- SHORT EXERCISE -
Return, without any alteration, the passage of the forum post on multisets and the relational model from "Note the difference" up to and including "location in space.".

- DOCUMENT SECTION -
==*==

Re: Extending my question. Was: The relational model and relational

From: Bob Badour <>
Date: Wed, 19 Feb 2003 22:42:39 -0500
Message-ID: <kwY4a.118$>

"Steve Kass" <> wrote in message news:b2vevo$fsi$
> Bob Badour wrote:
> >"Steve Kass" <> wrote in message
> >news:b2ukru$g79$
> >
> >
> >>Bernard,
> >>
> >> Then perhaps we agree more than we disagree. I went back and read
> >>, which was referred to earlier
> >>in this thread, and two comments on it might be useful, if not
> >>
> >>
> >specifically
> >
> >
> >>in answer to this post of yours:
> >>
> >> Date characterizes the bag-advocate as saying "But I don't need to
> >>distinguish among the duplicates--all I want to do is be able to count
> >>them." I think that's an unfair characterization, and I would say "But
> >>I don't need to distinguish among the duplicates--all I want is to know
> >>how many there are."
> >>
> >>
> >
> >Oh dear. Then you haven't any duplicates or any multisets. You have a
> >relation with a count indicating how many there are.
> >
> >
> That's an absolutely reasonable way to look at it. I never said multisets
> could represent real-world models that sets are incapable of representing.
> It's quite literally "six of one, a half dozen of the other."

Actually, you claimed the above set is a multiset when it is not.

> >>I would go further and ask Date, to whom it is
> >>important to be able to count (requiring distinguishability) three cans
> >>of cat food, whether it is equally important for him to distinguish and
> >>count five pounds of flour, or better yet, $1000 in a bank account.
> >
> >Chris Date is a very intelligent man. You need to start by assuming he
> >make very intelligent decisions. He wouldn't record the money in a bank
> >account as 100,000 distinct pennies. You are constructing a straw man.
> >
> >Date, like any sensible person, would require a logically identifiable
> >account tuple with a balance attribute.
> >
> I'll apologize for my rhetoric, and say that I'm quite sure he would be
> happy
> if his dollars were indistinguishable. Why then does he require cans of
> cat food
> to be distinguishable.

Cans on the store shelf already are identifiable. Whether he requires it there is moot.

He doesn't require it in the dbms. Business requirements determine the data managed in the dbms. Depending on those business requirements, he seems quite satisfied with a single tuple for all cans of cat food. If one needs to make a statement about cat food without distinguishing cans, a single tuple suffices. If the tuple has a quantity attribute, the dbms has no need to count cans.

Note the difference between the dbms and the store shelf. Staff taking inventory need to identify the individual cans on the shelf to count them. The requirement for identifiability on the shelf is not a problem because the staff can simply use location in space.

Obviously, a database only needs to make statements about things of interest. If individual cans are not of interest, it need not make statements about them. Neither do we need to model everything down to the subatomic particle.

> He claims they can't be counted otherwise, yet
> isn't the
> requirement of being able to count only a way of requiring that a
> cardinality be
> determinable?

==*==

- Dataset rows on where objects appear -
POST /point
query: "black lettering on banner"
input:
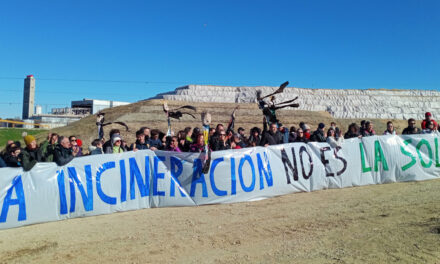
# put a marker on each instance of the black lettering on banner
(344, 161)
(325, 162)
(301, 151)
(288, 165)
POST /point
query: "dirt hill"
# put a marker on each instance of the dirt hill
(149, 113)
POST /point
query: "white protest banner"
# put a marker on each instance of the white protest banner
(104, 184)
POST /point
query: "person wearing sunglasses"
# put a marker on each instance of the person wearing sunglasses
(300, 137)
(221, 143)
(174, 144)
(76, 150)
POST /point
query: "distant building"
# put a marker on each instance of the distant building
(38, 110)
(28, 97)
(63, 116)
(96, 105)
(59, 116)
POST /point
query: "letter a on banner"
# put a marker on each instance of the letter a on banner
(17, 184)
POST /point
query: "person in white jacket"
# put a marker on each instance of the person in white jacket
(390, 129)
(331, 138)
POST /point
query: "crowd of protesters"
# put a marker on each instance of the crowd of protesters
(62, 150)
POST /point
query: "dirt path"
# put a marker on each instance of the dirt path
(397, 222)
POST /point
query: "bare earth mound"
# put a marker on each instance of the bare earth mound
(397, 222)
(149, 113)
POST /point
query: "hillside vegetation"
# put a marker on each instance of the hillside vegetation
(149, 113)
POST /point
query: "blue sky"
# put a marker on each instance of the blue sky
(147, 47)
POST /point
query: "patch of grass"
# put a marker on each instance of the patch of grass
(15, 134)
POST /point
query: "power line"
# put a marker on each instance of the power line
(134, 81)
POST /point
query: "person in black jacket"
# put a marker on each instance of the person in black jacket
(140, 143)
(272, 136)
(254, 138)
(12, 157)
(318, 135)
(300, 137)
(353, 131)
(221, 143)
(31, 154)
(63, 152)
(411, 129)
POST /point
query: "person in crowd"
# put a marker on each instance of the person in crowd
(174, 144)
(292, 134)
(390, 129)
(124, 146)
(236, 142)
(2, 163)
(353, 131)
(368, 131)
(319, 135)
(117, 144)
(411, 129)
(300, 137)
(332, 140)
(337, 130)
(140, 143)
(241, 132)
(188, 134)
(211, 131)
(254, 138)
(183, 144)
(272, 136)
(147, 133)
(155, 142)
(363, 127)
(5, 151)
(430, 128)
(31, 154)
(12, 158)
(199, 144)
(97, 147)
(221, 143)
(63, 152)
(108, 147)
(428, 117)
(76, 149)
(195, 134)
(48, 147)
(284, 132)
(307, 133)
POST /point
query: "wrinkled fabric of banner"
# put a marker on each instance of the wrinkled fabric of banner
(104, 184)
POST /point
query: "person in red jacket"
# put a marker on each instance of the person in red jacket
(428, 117)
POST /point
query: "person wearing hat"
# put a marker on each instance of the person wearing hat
(318, 135)
(411, 129)
(2, 163)
(117, 142)
(31, 154)
(272, 136)
(368, 131)
(428, 118)
(63, 152)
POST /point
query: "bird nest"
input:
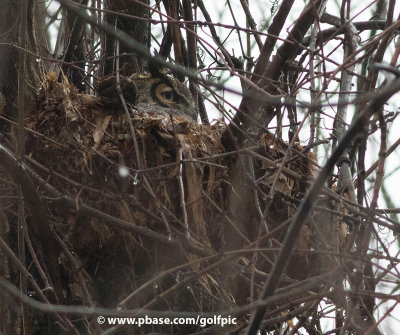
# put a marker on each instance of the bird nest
(144, 206)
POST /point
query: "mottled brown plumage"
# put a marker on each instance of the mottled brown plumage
(155, 92)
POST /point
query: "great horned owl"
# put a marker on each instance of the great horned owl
(150, 92)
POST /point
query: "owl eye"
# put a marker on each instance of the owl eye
(167, 95)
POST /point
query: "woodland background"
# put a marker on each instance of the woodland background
(279, 207)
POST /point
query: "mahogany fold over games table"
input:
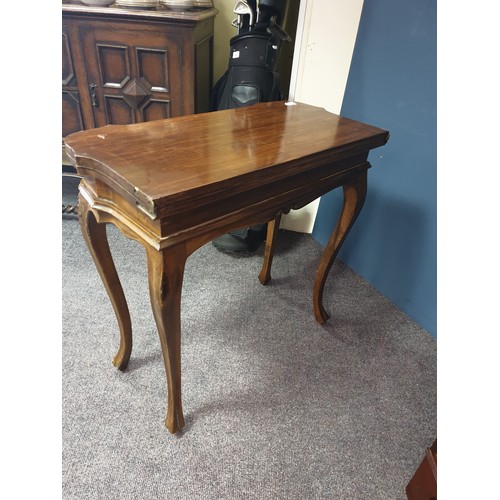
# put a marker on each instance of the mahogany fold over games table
(176, 184)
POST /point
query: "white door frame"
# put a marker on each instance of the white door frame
(324, 44)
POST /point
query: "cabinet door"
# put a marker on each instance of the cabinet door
(72, 119)
(133, 73)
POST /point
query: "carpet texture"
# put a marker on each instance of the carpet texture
(276, 406)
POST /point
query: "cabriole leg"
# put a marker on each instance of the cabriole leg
(166, 272)
(272, 234)
(354, 198)
(96, 239)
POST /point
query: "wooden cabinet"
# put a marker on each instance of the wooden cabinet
(123, 65)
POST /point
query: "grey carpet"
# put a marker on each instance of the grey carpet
(276, 406)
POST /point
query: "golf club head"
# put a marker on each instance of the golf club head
(243, 9)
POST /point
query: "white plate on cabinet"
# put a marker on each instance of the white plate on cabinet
(178, 4)
(137, 3)
(98, 3)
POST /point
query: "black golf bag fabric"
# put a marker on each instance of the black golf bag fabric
(252, 75)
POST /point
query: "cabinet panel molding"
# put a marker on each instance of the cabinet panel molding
(123, 66)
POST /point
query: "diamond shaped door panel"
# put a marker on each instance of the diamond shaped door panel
(114, 65)
(68, 72)
(72, 119)
(132, 83)
(153, 68)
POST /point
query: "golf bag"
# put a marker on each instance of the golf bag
(252, 76)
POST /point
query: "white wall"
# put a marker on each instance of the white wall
(326, 34)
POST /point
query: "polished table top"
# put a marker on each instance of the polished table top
(165, 162)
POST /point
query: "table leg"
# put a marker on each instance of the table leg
(272, 234)
(94, 234)
(354, 198)
(166, 272)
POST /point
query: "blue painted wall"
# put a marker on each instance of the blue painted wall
(392, 84)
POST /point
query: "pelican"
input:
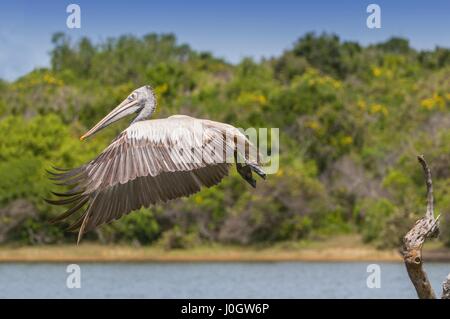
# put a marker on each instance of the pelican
(153, 160)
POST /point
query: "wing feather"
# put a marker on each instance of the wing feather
(150, 162)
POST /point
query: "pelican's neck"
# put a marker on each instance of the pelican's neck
(147, 111)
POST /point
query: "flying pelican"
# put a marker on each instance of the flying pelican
(151, 161)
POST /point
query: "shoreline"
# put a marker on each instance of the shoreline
(338, 249)
(98, 253)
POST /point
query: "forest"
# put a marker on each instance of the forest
(352, 120)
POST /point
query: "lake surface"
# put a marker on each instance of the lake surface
(212, 280)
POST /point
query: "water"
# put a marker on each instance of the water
(212, 280)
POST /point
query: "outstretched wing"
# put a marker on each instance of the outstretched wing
(151, 161)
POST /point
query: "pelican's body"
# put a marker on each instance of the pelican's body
(152, 161)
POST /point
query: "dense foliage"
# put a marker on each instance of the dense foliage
(352, 120)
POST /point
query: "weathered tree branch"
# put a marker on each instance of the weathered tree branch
(426, 227)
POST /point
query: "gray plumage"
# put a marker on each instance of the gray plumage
(151, 161)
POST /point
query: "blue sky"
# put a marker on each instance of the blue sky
(230, 29)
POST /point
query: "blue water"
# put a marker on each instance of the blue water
(212, 280)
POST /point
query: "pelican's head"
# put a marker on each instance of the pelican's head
(141, 100)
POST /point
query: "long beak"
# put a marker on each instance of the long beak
(123, 109)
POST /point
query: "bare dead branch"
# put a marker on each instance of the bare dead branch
(446, 288)
(413, 241)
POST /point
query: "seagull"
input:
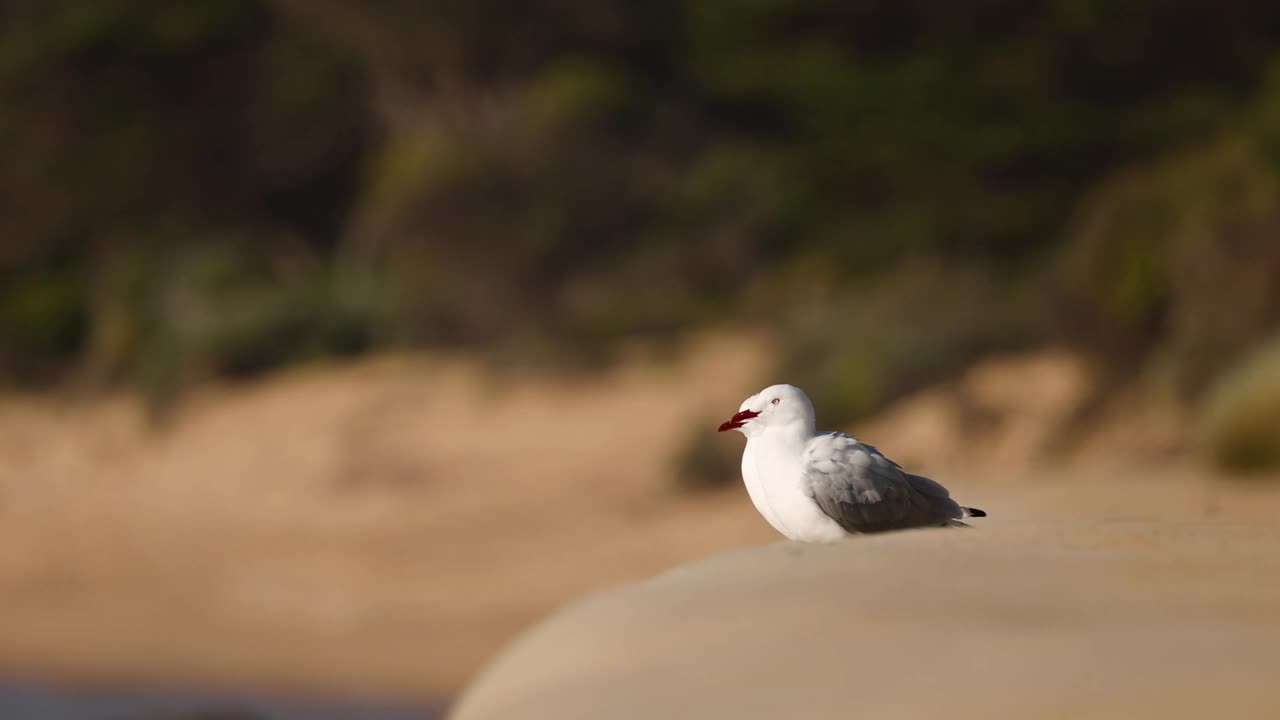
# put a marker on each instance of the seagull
(823, 487)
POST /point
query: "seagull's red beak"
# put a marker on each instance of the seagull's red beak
(737, 420)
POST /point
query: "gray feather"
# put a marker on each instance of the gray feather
(865, 492)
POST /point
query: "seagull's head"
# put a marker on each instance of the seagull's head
(772, 406)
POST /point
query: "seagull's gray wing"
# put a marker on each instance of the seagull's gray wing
(867, 492)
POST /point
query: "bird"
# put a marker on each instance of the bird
(824, 487)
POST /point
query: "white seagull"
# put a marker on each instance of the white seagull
(823, 487)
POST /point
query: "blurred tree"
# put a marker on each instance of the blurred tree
(222, 186)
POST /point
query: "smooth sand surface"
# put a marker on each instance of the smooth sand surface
(1091, 619)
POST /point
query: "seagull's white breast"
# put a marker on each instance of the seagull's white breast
(775, 482)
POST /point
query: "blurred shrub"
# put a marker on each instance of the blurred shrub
(1242, 414)
(224, 186)
(1180, 258)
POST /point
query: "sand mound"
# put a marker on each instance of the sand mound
(1084, 620)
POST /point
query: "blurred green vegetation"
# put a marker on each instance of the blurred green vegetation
(1242, 419)
(227, 186)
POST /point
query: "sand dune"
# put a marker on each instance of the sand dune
(1123, 619)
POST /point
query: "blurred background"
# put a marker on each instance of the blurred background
(341, 341)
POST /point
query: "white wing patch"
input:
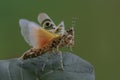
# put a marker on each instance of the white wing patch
(28, 31)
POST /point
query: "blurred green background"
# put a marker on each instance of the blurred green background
(97, 32)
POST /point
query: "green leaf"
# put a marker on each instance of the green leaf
(47, 67)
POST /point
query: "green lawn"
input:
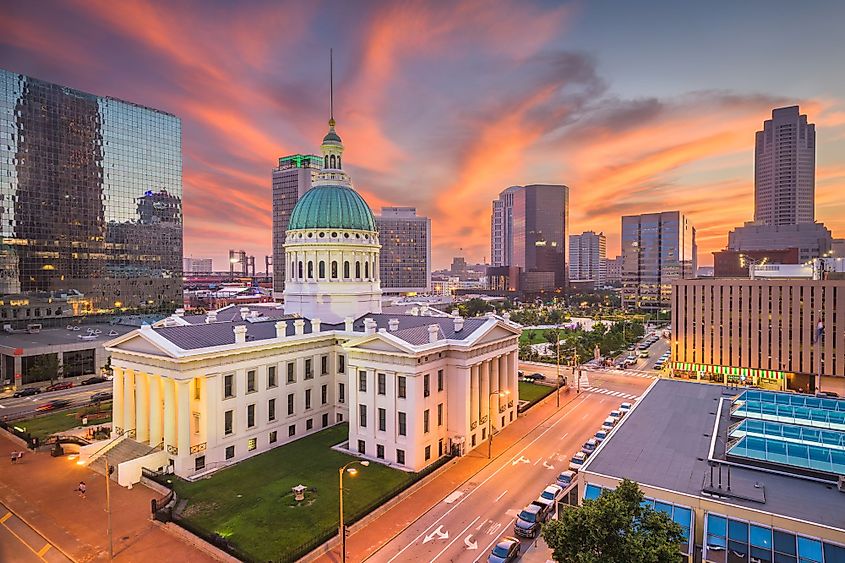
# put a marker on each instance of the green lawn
(45, 425)
(251, 503)
(532, 392)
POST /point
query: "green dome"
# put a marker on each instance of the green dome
(332, 207)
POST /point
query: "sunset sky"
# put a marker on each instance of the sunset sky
(637, 106)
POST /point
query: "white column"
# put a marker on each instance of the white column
(156, 410)
(117, 401)
(128, 400)
(142, 408)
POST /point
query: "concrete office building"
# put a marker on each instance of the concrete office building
(109, 172)
(657, 249)
(743, 483)
(405, 259)
(588, 257)
(291, 179)
(759, 331)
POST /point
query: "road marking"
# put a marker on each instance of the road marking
(580, 400)
(459, 535)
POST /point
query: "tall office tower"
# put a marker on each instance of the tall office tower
(90, 204)
(785, 169)
(532, 231)
(588, 257)
(405, 257)
(657, 248)
(291, 180)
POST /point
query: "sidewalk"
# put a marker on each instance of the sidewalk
(40, 490)
(380, 531)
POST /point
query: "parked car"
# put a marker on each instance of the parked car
(565, 479)
(506, 550)
(101, 396)
(53, 405)
(577, 461)
(93, 380)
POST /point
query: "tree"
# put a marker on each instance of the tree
(614, 528)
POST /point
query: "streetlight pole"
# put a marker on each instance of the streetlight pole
(341, 530)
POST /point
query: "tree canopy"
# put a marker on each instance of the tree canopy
(614, 528)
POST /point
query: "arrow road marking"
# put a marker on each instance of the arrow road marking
(439, 533)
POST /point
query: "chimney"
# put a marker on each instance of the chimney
(281, 329)
(240, 334)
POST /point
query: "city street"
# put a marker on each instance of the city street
(19, 407)
(465, 524)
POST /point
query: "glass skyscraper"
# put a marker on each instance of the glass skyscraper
(90, 204)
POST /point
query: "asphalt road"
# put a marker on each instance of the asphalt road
(15, 407)
(466, 524)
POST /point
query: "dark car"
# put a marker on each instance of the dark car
(53, 405)
(507, 549)
(93, 380)
(59, 385)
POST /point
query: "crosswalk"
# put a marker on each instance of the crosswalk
(611, 393)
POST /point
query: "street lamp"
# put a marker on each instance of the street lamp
(352, 473)
(490, 419)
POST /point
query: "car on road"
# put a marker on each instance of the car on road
(93, 380)
(505, 551)
(565, 479)
(101, 396)
(53, 405)
(530, 520)
(577, 461)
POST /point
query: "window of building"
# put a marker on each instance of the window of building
(228, 385)
(403, 427)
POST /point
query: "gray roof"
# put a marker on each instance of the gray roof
(665, 441)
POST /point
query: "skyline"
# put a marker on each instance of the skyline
(580, 98)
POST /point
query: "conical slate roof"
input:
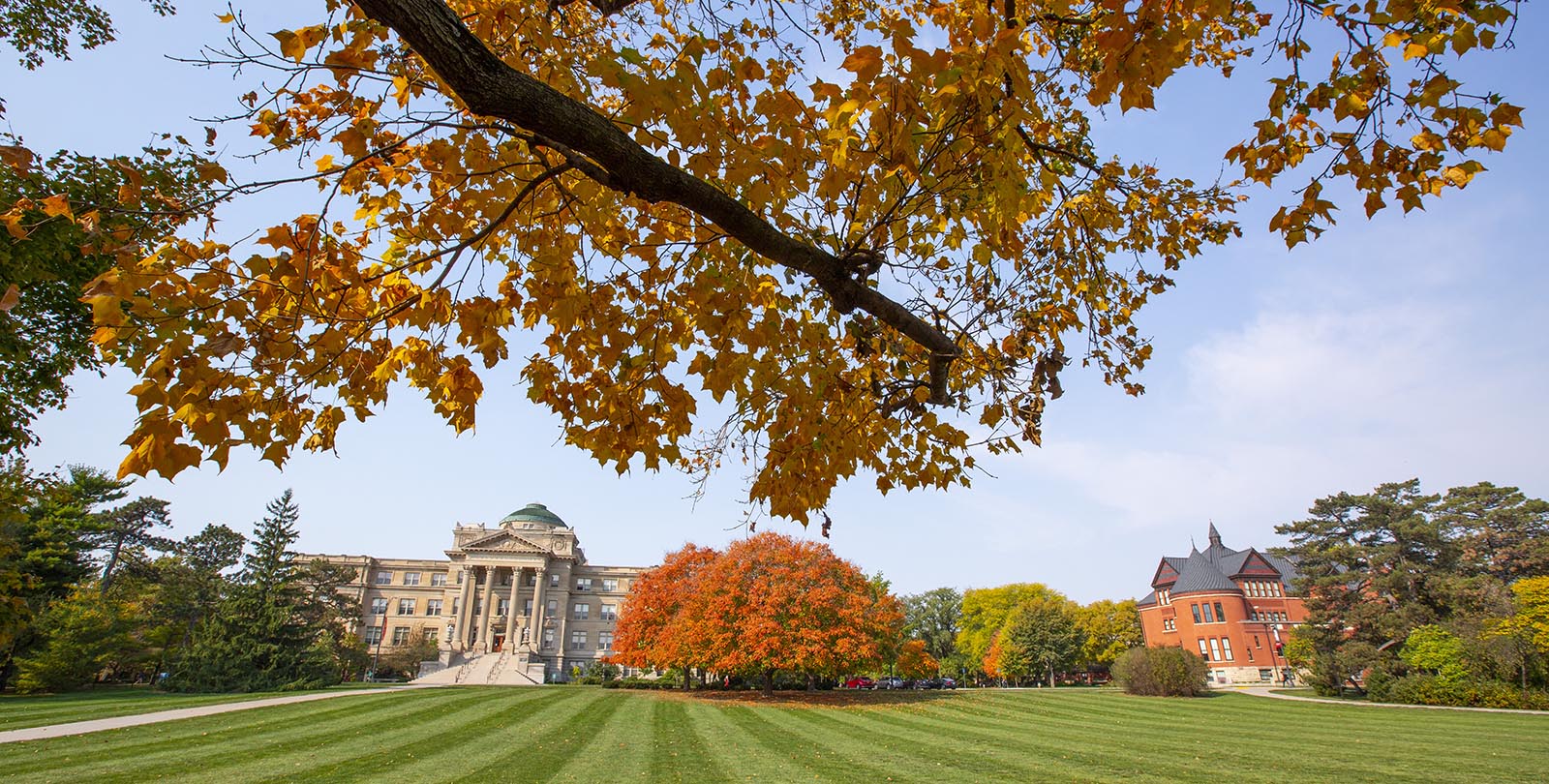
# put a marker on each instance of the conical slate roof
(534, 513)
(1200, 574)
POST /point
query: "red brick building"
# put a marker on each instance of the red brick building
(1233, 608)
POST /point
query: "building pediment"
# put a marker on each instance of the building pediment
(503, 543)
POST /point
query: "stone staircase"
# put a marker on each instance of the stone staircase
(490, 670)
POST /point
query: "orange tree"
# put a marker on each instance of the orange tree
(651, 629)
(769, 605)
(874, 270)
(916, 662)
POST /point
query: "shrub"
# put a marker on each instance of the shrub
(1161, 673)
(1430, 690)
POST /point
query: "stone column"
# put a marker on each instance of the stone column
(536, 636)
(511, 608)
(462, 608)
(485, 639)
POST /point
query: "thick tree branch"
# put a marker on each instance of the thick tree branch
(493, 89)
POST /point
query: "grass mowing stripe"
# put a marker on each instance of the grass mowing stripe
(205, 742)
(733, 750)
(41, 711)
(772, 727)
(428, 745)
(679, 752)
(619, 747)
(546, 750)
(1021, 747)
(906, 752)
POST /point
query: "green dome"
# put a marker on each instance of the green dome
(534, 513)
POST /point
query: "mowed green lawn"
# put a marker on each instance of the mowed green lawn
(17, 711)
(572, 733)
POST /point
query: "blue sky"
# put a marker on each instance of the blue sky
(1390, 348)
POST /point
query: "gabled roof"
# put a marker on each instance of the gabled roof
(1218, 564)
(1200, 574)
(1167, 570)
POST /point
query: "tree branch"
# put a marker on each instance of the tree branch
(493, 89)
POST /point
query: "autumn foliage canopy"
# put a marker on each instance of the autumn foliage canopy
(767, 605)
(697, 240)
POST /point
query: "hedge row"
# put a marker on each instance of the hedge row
(1430, 690)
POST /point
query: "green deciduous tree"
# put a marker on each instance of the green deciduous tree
(1108, 629)
(933, 618)
(1040, 637)
(986, 611)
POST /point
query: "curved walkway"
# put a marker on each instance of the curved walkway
(136, 719)
(1269, 691)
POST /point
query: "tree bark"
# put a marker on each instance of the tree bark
(493, 89)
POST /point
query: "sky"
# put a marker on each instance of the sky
(1407, 346)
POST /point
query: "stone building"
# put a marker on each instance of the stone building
(515, 603)
(1235, 608)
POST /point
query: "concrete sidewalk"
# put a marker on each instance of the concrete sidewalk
(1269, 691)
(59, 730)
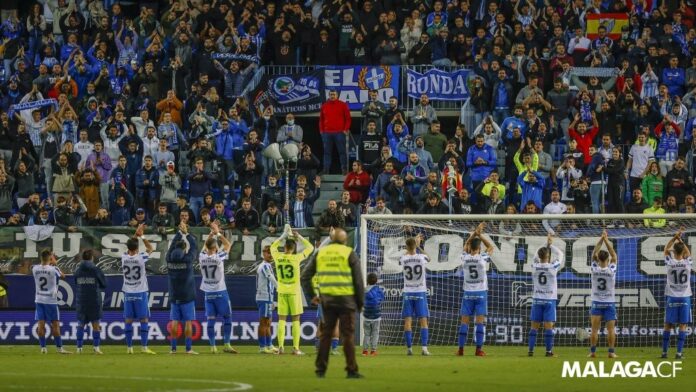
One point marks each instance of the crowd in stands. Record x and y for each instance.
(120, 113)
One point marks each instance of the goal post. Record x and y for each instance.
(639, 241)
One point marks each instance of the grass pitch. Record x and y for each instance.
(504, 369)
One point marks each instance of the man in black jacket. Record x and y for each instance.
(90, 283)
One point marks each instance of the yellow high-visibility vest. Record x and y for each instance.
(333, 270)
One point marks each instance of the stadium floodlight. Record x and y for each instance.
(639, 241)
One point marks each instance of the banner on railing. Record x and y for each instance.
(19, 327)
(354, 82)
(20, 293)
(438, 85)
(18, 252)
(294, 93)
(613, 22)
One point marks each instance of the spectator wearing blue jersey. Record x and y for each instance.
(200, 182)
(182, 287)
(481, 160)
(372, 314)
(674, 77)
(90, 283)
(397, 131)
(502, 98)
(414, 175)
(170, 131)
(512, 122)
(121, 206)
(532, 184)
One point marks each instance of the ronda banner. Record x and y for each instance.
(18, 252)
(439, 85)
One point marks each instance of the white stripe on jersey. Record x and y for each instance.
(134, 273)
(46, 281)
(678, 277)
(544, 275)
(265, 282)
(603, 283)
(414, 273)
(213, 271)
(474, 267)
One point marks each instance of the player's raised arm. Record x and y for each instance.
(275, 246)
(485, 241)
(614, 259)
(597, 249)
(668, 247)
(474, 234)
(687, 252)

==*==

- WORKED SOLUTION -
Note the difference between the dbms and the store shelf. Staff taking inventory need to identify the individual cans on the shelf to count them. The requirement for identifiability on the shelf is not a problem because the staff can simply use location in space.